• **WORK INSTRUCTIONS**
Convert everything from the beginning of the records down to the line containing "column 69, row 230", inclusive, into a JSON list of strings with one string per line, omitting any blank lines.

• **PROVIDED DATA**
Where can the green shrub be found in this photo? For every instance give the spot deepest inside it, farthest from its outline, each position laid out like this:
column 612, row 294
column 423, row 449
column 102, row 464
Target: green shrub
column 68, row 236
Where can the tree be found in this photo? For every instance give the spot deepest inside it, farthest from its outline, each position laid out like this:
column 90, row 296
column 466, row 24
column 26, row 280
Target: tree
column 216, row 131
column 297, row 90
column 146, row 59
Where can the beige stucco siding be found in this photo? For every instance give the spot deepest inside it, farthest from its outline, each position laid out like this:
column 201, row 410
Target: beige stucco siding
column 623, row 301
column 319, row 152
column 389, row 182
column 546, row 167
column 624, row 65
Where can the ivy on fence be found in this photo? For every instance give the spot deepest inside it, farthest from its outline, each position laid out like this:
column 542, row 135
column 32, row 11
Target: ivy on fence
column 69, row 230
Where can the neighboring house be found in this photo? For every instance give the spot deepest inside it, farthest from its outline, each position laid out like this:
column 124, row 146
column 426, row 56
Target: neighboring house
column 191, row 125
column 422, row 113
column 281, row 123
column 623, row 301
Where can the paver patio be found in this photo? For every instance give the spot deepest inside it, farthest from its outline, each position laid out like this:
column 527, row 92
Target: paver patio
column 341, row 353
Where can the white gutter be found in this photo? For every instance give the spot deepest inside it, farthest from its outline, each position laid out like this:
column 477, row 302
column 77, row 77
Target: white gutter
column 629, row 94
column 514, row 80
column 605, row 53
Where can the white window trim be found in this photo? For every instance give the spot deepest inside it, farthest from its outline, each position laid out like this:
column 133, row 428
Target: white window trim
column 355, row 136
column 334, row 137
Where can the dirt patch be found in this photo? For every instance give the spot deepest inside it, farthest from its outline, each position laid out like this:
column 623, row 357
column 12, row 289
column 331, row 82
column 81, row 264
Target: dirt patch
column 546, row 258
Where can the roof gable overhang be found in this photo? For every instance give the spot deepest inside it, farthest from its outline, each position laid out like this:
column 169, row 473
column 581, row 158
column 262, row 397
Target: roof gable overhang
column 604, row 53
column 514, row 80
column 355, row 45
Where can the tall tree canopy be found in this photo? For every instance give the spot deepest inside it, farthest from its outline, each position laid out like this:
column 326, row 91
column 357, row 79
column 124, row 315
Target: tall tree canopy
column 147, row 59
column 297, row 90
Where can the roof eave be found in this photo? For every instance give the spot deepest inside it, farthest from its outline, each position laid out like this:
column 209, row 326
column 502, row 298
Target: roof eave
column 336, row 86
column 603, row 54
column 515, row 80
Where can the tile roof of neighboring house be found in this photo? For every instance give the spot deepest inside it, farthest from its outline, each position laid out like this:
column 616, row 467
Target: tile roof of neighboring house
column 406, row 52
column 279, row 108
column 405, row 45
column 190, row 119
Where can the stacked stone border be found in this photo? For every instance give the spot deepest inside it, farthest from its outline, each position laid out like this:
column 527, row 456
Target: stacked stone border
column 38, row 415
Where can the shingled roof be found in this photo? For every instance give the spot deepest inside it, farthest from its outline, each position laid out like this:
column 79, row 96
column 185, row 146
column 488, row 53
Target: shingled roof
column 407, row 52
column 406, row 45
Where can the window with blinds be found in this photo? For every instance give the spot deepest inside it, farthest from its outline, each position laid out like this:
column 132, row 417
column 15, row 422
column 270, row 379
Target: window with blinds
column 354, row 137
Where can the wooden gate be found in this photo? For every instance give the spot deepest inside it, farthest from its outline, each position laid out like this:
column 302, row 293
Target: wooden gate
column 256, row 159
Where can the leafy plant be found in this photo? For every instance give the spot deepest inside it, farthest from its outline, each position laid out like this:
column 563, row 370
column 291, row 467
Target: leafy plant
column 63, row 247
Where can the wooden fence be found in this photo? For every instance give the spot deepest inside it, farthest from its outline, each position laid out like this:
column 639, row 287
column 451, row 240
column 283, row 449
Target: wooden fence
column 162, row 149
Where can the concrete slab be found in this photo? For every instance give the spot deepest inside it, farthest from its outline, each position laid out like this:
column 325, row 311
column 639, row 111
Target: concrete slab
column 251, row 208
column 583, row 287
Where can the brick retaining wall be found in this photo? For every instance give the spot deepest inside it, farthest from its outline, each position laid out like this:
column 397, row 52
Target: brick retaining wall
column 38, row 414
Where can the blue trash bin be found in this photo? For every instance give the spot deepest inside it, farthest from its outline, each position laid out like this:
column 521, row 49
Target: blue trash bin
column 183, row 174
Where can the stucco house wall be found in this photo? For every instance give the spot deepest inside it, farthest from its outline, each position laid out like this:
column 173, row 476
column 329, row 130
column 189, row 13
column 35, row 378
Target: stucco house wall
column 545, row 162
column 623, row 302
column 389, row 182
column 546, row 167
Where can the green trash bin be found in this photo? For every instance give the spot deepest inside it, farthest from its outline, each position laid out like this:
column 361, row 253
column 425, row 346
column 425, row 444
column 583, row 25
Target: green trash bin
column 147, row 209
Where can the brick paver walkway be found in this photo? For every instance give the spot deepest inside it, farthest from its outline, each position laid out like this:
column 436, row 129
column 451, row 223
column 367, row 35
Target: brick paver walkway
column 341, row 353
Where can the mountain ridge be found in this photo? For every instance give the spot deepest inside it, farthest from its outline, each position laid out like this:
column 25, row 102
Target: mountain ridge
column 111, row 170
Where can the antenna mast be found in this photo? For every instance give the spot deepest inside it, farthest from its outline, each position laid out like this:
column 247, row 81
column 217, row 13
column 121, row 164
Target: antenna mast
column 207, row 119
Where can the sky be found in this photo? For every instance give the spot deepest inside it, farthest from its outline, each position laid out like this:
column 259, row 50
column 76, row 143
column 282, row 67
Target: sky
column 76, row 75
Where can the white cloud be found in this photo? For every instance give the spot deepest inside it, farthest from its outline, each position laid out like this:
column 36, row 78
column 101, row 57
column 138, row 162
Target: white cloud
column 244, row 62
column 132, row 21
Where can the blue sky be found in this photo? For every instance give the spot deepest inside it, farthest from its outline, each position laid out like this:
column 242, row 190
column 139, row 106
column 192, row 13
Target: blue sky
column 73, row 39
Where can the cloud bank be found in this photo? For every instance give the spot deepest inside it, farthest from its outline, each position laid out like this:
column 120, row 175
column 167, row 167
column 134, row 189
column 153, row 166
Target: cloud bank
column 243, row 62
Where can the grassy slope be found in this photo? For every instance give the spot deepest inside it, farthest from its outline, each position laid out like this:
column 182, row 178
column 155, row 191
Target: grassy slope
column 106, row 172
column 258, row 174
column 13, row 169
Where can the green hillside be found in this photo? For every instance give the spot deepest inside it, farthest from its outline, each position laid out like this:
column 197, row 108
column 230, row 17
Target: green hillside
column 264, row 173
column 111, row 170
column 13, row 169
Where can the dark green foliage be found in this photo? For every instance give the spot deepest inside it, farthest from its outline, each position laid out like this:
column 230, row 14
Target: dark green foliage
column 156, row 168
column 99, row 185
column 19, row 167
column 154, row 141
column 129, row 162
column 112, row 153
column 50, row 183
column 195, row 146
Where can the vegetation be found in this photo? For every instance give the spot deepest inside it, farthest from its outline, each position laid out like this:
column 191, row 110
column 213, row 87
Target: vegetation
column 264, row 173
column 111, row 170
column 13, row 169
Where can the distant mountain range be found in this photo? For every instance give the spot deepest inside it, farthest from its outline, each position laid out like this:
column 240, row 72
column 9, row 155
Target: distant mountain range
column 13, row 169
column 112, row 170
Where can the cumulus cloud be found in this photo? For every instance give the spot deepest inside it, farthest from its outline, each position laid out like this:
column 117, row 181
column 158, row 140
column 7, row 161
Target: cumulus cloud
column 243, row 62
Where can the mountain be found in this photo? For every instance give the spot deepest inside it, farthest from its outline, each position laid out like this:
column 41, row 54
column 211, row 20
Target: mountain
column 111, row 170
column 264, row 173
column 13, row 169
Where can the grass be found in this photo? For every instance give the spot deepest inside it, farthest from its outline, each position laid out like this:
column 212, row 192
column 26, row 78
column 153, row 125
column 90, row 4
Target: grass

• **SOLUTION BELOW**
[
  "Where can the green shrub be found in this photo? For every instance give the spot deepest inside it, farthest from its outline, each position laid out like this:",
  "column 612, row 294",
  "column 423, row 449",
  "column 102, row 464",
  "Target: green shrub",
  "column 68, row 236",
  "Where can the tree be found in this photo? For every instance give the spot deepest inside it, farthest from its outline, each position laid out like this:",
  "column 90, row 296",
  "column 466, row 24",
  "column 26, row 280",
  "Target: tree",
  "column 216, row 131",
  "column 297, row 90",
  "column 146, row 59",
  "Where can the beige stucco siding be found in this photo? For every instance give the spot deepest inside it, farthest from its outline, each position laid out like this:",
  "column 201, row 410",
  "Target: beige stucco siding",
  "column 623, row 301",
  "column 319, row 152",
  "column 389, row 182",
  "column 546, row 167",
  "column 624, row 65",
  "Where can the ivy on fence be found in this photo? For every instance give the spot deepest inside it, farthest from its outline, each position laid out like this:",
  "column 542, row 135",
  "column 32, row 11",
  "Target: ivy on fence",
  "column 69, row 230"
]